__Exercise passage__

────────────────────

2015 Volume 63 Issue 8 Pages 628-635
Fourteen novel compounds were prepared and their antagonistic activities against liver X receptors (LXR) α/β were tested in vitro. Compound 26 had an IC50 value of 6.4 µM against LXRα and an IC50 value of 5.6 µM against LXRβ. Docking studies and the results of structure–activity relationships support the further development of this chemical series as LXRα/β antagonists.
Nuclear receptors (NRs) are ligand-activated transcription factors that coordinate gene expression in response to the modulation of metabolism, development, proliferation, and inflammation.1,2) Liver X receptors (LXRs) belonging to the NR superfamily are activated by specific oxidized forms of cholesterol and intermediate products of the cholesterol biosynthetic pathway.1,3,4) There are two LXR isoforms in mammals, termed LXRα and LXRβ. LXRα is abundantly expressed mainly in the liver, intestine, kidney, spleen, and adipose tissue, whereas LXRβ is more ubiquitously expressed, with particularly high levels in the developing brain.5–8) Both isoforms share almost 80% homology of their amino acid sequences in their DNA-binding domain and ligand-binding domain.5,7)
The LXR consists of four domains: N-terminal ligand-independent activation function domain (AF-1); DNA-binding domain (DBD); hydrophobic ligand-binding domain (LBD); and C-terminal ligand-dependent transactivation sequence (AF-2).5,9,10) By forming heterodimers with retinoid X receptors (RXRs), LXRs bind to LXR response elements (LXREs) in the promoter or enhancer elements of LXR target genes. The activation of LXR-RXR heterodimers not only induces the expression of a variety of target genes (CYP7A, ABCA1, SREBP-1) that are involved in lipid and glucose metabolism, but also results in the inhibition of genes encoding inflammatory factors such as tumor necrosis factor (TNF)-α, interleukin (IL)-1β, and interferon (IFN)-γ.1,11–15)
In the last decade, GlaxoSmithKline and other several pharmaceutical companies have been active in developing synthetic LXR agonists (Fig. 1). T0901317 (1, Tularik) and GW3965 (2, GSK) exhibit nonselectivity for LXRα and LXRβ with high affinity.11,16–18) The first compound to enter the clinic was LXR-623 (3, Wyeth), an LXRα/β partial agonist for the potential treatment of atherosclerosis and dyslipidemia. Unfortunately, the trial was terminated due to adverse central nervous system effects.19–21) LXR antagonists reported so far include riccardin C (4, antagonist of LXRβ), naringenin (5, antagonist of LXRα), genistein (6, inhibition of LXRα or activation of LXRβ), taurine (7, antagonist of LXRα), rhein (8, antagonist of LXRα/β), SR-9238 (9, antagonist of LXRα/β), and 10 (antagonist of LXRα), among others22–28) (Fig. 1). SR-9238 was the first selective synthetic LXR inverse agonist that displays a degree of LXRβ selectivity with an IC50 value of 214 nM for LXRα and 43 nM for LXRβ, and this compound effectively suppressed hepatic lipogenesis, inflammation, and hepatic lipid accumulation in a mouse model of nonalcoholic hepatosteatosis.27)

────────────────────

__Supplied material__

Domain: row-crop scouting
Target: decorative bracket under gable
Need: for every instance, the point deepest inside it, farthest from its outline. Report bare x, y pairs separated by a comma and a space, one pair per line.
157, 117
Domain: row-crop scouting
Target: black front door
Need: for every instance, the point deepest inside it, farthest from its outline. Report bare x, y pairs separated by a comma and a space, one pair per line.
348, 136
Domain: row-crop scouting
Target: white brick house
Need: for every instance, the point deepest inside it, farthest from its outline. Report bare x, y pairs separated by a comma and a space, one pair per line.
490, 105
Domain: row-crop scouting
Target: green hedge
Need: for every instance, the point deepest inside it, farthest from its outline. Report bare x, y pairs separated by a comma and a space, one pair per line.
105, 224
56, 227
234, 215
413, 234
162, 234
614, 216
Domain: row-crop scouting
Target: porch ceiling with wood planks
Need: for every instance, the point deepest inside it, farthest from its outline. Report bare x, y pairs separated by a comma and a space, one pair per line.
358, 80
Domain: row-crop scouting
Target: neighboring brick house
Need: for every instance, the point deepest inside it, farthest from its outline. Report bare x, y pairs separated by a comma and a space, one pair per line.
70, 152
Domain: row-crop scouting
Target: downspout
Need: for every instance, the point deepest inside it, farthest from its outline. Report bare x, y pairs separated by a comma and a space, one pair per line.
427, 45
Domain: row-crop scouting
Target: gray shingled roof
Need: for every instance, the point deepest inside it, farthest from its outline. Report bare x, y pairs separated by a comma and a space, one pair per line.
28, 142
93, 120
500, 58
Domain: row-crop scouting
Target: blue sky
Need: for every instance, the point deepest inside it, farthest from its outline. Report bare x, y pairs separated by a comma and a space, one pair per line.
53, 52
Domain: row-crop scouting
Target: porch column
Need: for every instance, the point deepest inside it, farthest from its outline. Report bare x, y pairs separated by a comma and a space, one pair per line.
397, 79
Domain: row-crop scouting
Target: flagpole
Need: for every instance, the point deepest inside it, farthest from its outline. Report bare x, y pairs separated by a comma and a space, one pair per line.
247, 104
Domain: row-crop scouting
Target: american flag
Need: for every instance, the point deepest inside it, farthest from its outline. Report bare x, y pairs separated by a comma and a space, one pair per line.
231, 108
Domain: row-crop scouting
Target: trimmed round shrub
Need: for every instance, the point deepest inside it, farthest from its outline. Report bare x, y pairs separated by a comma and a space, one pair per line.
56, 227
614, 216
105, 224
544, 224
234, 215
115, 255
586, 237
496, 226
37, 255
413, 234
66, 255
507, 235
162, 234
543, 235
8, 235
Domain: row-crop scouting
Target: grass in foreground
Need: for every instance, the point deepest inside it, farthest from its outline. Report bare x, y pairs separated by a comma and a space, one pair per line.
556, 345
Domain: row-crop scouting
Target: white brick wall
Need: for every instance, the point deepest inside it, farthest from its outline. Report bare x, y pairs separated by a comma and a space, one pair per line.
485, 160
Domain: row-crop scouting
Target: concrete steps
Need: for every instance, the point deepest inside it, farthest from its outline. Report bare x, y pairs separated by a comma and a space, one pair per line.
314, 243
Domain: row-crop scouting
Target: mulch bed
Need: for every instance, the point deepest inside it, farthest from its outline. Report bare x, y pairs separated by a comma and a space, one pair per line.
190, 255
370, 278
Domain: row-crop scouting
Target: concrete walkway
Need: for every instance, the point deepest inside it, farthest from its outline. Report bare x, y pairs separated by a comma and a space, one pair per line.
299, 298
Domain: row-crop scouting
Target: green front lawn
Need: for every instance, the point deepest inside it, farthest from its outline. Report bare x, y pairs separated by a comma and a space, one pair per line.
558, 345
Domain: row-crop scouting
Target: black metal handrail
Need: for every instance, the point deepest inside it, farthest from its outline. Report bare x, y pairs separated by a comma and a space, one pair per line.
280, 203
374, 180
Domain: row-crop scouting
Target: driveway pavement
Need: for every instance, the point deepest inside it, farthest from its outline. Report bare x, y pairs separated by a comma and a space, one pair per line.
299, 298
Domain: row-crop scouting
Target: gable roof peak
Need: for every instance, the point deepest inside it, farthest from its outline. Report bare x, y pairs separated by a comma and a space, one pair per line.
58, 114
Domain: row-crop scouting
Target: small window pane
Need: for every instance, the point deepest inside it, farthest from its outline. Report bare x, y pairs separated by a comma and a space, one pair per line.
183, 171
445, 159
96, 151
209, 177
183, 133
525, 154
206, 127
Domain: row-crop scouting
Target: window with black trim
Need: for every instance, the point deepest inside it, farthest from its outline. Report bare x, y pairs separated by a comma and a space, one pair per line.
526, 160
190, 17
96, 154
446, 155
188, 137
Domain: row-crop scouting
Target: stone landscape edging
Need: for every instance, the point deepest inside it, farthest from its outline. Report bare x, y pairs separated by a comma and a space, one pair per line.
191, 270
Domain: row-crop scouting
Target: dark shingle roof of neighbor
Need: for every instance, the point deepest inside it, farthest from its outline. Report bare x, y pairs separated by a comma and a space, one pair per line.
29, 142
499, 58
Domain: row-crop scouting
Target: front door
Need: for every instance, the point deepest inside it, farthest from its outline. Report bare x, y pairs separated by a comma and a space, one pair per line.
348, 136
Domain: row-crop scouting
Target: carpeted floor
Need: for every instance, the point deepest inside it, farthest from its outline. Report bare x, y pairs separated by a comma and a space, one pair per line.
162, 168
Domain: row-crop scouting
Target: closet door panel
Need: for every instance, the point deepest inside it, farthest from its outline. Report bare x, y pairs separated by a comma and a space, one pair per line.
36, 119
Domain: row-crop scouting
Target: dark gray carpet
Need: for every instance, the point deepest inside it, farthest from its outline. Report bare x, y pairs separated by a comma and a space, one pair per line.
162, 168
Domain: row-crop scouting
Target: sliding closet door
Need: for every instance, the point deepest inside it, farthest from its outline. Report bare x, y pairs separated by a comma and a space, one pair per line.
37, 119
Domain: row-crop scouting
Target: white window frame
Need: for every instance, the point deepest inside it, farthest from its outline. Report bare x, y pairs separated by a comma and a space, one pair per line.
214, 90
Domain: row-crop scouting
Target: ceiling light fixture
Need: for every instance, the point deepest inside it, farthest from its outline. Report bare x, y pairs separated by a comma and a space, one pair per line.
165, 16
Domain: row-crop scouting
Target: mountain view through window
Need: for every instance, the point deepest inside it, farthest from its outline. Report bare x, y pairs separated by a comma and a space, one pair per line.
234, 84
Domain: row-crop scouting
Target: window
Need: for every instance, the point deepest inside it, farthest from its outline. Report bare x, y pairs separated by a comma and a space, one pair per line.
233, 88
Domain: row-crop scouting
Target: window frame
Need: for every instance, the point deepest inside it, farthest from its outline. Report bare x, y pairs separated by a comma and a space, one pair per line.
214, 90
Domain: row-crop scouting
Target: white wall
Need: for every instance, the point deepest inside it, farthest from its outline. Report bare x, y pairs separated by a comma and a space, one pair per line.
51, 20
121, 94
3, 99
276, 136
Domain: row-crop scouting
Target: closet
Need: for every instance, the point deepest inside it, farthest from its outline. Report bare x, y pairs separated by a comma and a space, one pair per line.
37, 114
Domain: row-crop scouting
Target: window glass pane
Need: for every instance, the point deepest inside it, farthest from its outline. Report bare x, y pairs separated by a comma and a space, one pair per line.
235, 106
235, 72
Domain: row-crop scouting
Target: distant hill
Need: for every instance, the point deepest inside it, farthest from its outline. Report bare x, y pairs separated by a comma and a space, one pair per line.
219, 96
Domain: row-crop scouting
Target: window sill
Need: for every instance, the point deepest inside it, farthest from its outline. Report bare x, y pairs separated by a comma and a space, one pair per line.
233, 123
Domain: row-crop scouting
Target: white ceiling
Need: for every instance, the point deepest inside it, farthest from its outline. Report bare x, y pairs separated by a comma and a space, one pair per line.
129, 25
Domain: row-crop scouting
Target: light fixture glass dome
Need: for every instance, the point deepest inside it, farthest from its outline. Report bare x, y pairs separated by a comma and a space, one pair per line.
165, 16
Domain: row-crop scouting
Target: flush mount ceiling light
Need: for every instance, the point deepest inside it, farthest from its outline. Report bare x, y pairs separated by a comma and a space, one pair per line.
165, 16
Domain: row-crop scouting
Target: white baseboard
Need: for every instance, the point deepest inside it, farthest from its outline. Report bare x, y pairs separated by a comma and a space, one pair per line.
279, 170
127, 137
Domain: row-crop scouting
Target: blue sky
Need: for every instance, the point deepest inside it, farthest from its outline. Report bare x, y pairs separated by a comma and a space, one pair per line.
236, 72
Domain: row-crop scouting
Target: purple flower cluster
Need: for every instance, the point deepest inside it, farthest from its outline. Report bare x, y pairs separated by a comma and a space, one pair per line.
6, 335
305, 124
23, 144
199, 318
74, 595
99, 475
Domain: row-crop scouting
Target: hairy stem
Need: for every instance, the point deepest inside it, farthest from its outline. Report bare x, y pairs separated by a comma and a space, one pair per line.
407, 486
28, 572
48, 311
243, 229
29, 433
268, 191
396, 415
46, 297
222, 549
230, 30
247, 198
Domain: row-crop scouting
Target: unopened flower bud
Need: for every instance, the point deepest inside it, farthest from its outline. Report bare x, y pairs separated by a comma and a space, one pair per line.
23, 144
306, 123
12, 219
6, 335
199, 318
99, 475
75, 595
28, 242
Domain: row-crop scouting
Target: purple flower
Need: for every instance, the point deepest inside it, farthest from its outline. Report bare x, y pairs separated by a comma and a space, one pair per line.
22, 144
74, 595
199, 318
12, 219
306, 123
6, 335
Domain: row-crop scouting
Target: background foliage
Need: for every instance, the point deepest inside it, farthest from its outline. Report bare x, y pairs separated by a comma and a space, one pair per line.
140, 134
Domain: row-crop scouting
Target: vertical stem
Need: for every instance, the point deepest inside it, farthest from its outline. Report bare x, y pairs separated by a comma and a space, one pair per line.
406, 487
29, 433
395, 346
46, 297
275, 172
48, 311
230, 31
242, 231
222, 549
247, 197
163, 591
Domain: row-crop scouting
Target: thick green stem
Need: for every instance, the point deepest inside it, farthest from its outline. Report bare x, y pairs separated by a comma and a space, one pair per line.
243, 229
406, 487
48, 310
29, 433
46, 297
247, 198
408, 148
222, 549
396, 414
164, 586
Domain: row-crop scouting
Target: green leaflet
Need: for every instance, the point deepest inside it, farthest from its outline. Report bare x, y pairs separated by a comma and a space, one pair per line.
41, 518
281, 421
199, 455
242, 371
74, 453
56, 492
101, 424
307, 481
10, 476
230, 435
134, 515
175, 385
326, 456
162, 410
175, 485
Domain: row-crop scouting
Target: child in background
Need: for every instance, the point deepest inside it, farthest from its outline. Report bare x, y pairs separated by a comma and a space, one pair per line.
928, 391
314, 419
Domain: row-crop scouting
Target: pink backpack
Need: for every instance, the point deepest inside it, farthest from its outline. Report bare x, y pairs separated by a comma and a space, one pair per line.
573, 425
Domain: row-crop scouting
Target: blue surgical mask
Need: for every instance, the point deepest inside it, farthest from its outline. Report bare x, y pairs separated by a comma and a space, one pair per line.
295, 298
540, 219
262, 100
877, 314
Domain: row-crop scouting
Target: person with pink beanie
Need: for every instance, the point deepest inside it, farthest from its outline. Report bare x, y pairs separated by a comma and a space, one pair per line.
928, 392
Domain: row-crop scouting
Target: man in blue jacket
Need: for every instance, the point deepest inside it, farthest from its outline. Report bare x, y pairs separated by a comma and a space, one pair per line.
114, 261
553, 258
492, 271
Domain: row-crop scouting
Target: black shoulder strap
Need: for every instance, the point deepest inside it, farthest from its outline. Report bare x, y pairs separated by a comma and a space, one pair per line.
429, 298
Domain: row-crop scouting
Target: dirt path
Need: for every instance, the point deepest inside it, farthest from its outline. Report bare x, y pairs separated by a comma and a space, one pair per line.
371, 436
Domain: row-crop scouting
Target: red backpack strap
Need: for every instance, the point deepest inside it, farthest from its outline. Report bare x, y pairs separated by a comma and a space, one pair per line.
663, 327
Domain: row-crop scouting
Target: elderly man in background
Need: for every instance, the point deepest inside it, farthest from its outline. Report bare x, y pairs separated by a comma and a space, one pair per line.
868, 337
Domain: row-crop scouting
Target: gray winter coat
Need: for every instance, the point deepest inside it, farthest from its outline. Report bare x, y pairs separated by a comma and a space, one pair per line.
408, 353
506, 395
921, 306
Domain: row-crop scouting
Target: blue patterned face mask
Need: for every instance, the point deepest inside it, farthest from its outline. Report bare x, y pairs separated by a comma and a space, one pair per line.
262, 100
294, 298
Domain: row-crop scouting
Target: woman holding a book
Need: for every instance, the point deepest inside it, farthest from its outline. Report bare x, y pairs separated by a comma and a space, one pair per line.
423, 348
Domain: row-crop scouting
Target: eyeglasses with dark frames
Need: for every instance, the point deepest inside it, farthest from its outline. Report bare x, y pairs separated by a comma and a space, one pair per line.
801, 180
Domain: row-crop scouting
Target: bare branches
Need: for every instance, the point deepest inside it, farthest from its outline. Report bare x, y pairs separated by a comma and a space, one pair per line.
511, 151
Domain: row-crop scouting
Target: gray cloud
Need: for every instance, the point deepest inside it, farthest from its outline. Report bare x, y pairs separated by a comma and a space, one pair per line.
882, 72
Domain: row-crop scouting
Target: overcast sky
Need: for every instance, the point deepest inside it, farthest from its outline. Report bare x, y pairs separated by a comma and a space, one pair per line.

────────────────────

__Questions__
**a)** Translate into Spanish this sentence from the passage on liver X receptors: "There are two LXR isoforms in mammals, termed LXRα and LXRβ."
**b)** Continue the passage on liver X receptors, starting after its final sentence about SR-9238.

__Answers to the problems__
**a)** En los mamíferos existen dos isoformas de LXR, denominadas LXRα y LXRβ.

**b)**
In this paper, we describe the discovery and further structural development of LXR antagonists based on the fibrate skeleton. Both molecules activated LXRs in a luciferase reporter gene assay (GAL4) tested in HEK-293 cells.29) In our previous studies, we first found that the combination of gemfibrozil and 4′-hydroxyacetophenone via the amide bond provided compound 15a (Fig. 2), which exhibited weak antagonistic activity toward LXRα and LXRβ, and then we took ciprofibrate, bezafibrate, and fenofibrate as templates to design 15b–d in the same manner as described for the preparation of 15a. Finally, the fenofibrate template was combined with substitued acetophenone to obtain further compounds as LXR antagonists.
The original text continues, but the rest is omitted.